Summary: God recreates the whole life of those who give up small ambitions and admissions.
Read Matthew 13.44-46. Pray.
Matthew again pairs two parables to press on us all the more forcefully one point. Last week we heard two parables of hidden and growing power. The kingdom of heaven is like a mustard seed, small and insignificant, but hidden in the dirt it grows to become the largest of cultivated plants. The kingdom of heaven is like leaven, hidden in a bushel of flour, seemingly lost and useless; but with time, leavening the whole. The work of God, though not explosive like dynamite, grows insistently and powerfully in the soul of his people. True grace, begun by the “insignificant” hearing of the gospel, burrs into the heart to transform the whole life of the true Christian.
Again in Matthew 13, two parables: a treasure and pearl. Both speak of searching and finding, and both reveal the same general point. But unlike the earlier parables, even though the pearl and treasure are unseen, the main point is not hidden, growing power. These parables focus on the surpassing worth of the kingdom. The treasure is hidden, to be sure, but the point is the treasure. The pearl was found, yes; but the story emphasizes its great value. Together these demand that we ask, “What do I value above all else? What is it I simply must have? What do I love so much that I would give up all to have it?”
The first man finds a treasure in a field. Eager to possess it, he sells all he has to buy the field and make it his own.

→ EXERCISES TO COMPLETE:
1) Write out the devotional on Matthew 13, starting with "Summary: God recreates" and going on through "the true Christian.", and substitute "grain of wheat" for "mustard seed".
2) Resume the devotional on the parables of the treasure and the pearl after its last sentence.

→ INPUT DATA:

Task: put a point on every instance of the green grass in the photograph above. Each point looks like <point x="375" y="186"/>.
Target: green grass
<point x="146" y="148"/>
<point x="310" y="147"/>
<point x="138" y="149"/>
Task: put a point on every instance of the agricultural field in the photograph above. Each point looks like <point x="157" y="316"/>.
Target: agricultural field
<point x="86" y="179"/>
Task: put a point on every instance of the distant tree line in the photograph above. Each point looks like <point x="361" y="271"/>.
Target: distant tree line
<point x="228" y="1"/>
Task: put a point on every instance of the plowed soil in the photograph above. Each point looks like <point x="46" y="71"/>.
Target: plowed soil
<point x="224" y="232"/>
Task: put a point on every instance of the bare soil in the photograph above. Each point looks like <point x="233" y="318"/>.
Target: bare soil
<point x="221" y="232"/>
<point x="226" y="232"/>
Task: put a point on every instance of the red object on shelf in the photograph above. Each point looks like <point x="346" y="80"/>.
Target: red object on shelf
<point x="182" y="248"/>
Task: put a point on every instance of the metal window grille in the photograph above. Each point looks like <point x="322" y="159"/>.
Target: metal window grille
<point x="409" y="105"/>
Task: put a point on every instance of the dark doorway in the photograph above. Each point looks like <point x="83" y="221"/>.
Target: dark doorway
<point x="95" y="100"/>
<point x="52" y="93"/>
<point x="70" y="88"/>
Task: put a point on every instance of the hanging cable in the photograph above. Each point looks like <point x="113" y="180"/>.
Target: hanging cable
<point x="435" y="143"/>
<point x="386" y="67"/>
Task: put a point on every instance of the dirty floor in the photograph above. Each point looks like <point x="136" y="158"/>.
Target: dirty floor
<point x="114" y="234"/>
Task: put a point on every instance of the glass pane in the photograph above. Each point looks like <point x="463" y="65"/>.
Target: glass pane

→ RESPONSES TO THE EXERCISE:
1)
Summary: God recreates the whole life of those who give up small ambitions and admissions.
Read Matthew 13.44-46. Pray.
Matthew again pairs two parables to press on us all the more forcefully one point. Last week we heard two parables of hidden and growing power. The kingdom of heaven is like a grain of wheat, small and insignificant, but hidden in the dirt it grows to become the largest of cultivated plants. The kingdom of heaven is like leaven, hidden in a bushel of flour, seemingly lost and useless; but with time, leavening the whole. The work of God, though not explosive like dynamite, grows insistently and powerfully in the soul of his people. True grace, begun by the “insignificant” hearing of the gospel, burrs into the heart to transform the whole life of the true Christian.

2)
Parable convey cosmic truths with concrete stories; they are not intended to be interpreted as literal events. So we do not want to ruin the story by dissecting every detail. At the same time, we may be misled about what this parable means if we picture a man walking around the neighborhood with a metal detector in his hands and headphones over his ears, until he finds a hidden treasure in someone’s yard. Then he buys their house and cashes in on the reward. Maybe a few details about life in those days will make more sense of this story.
First, there were no real banks in these days. Money, when it was had, was hidden, often buried on property which you may or may not own. Especially if you heard of an invading army, you would likely bury your valuables in a field. Additionally, these were times when whole villages could be slaughtered in war or wiped out by disease. So though we should not think of it as common, it was not unheard of to find a treasure that someone had hidden decades earlier then died without digging up. When Jesus said, “The kingdom of heaven is like treasure hidden in a field,” people nodded their heads. They knew about that; they could relate.
And when the man sees what he has, he knows it worth, and though impoverished to get it, he does so with joy. Joy because what he will obtain is of such great value.
In contrast to this poor man who is surprised to find a treasure, the second man has some wealth; he buys and sells pearls. Like a baseball card collector who rises early every Saturday morning to visit the yard sales and dig through dusty boxes rescued from attics. Each day he pushes aside the piles of relatively worthless and mass produced cards until one day he discovers a 1952 Topps Mickey Mantle. And when he found it, he drained his savings to purchase the shoebox for $10,000. The cost was high, for the seller knew the cards were valuable, but he did not appraise the ’52 Mantle at its selling price of nearly $300,000.